In Synergos, usually all the data a worker container has is at the /worker/data
mount point. Data tag is a Python list, whose elements are all the sub-directory names visited if traversing from /worker/data/
to the sub-directory where the chosen dataset resides (where its corresponding metadata.json
resides).
For example, whem starting a worker container with docker container run
, it is specified with a flag -v /tabular:/worker/data
. And in the corresponding VM file system, the folder /tabular
has the following structure.
/tabular
/2019
/train
metadata.json
tabular_data.csv
schema.json
/evaluate
metadata.json
tabular_data.csv
schema.json
/2020
/train
metadata.json
tabular_data.csv
schema.json
/evaluate
metadata.json
tabular_data.csv
schema.json
/predict
metadata.json
tabular_data.csv
schema.json
Now, for this given worker, to perform training using data in folder /tabular/2019/train
and evaluation using data in folder /tabular/2019/evaluate
, specify the following tags in the Synergos Driver script:
driver.tags.create(
collab_id = "collaboration_1",
project_id="project_1",
participant_id="participant_1",
train=[["2019", "train"]], # data used in training
evaluate=[["2019", "evaluate"]], # data used to evaluate model performance
)
or the following JSON string in the Synergos GUI:
{
"train": [["2019", "train"]],
"evaluate": [["2019", "evaluate"]]
}
To perform training and evaluation using data from both 2019
and 2020
, specify the following tags in the Synergos Driver script:
driver.tags.create(
collab_id = "collaboration_1",
project_id="project_1",
participant_id="participant_1",
train=[["2019", "train"],
["2020", "train"]], # data used in training
evaluate=[["2019", "evaluate"],
["2020", "train"]], # data used to evaluate model performance
)
or the following JSON string in the Synergos GUI:
{
"train": [
["2019", "train"],
["2020", "train"]
],
"evaluate": [
["2019", "evaluate"],
["2020", "train"]
]
}

--- SOURCE MATERIAL ---
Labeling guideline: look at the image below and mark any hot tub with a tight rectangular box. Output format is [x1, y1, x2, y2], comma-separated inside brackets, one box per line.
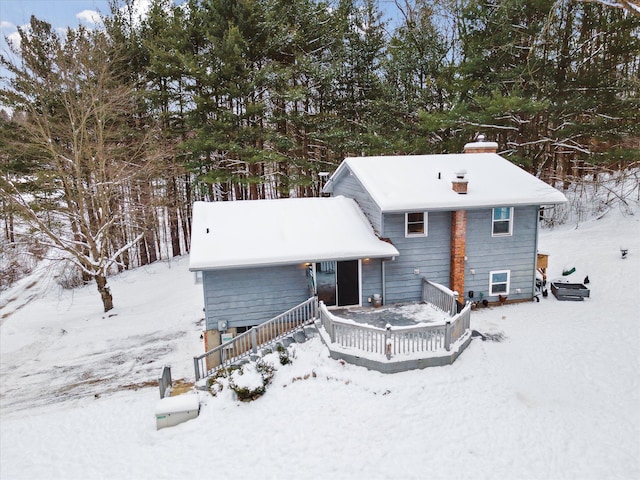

--- BRIEF ---
Write out everything in the Synergos data tags passage above, from "For example, whem" down to "the following structure.".

--- RESPONSE BELOW ---
For example, whem starting a worker container with docker container run
, it is specified with a flag -v /tabular:/worker/data
. And in the corresponding VM file system, the folder /tabular
has the following structure.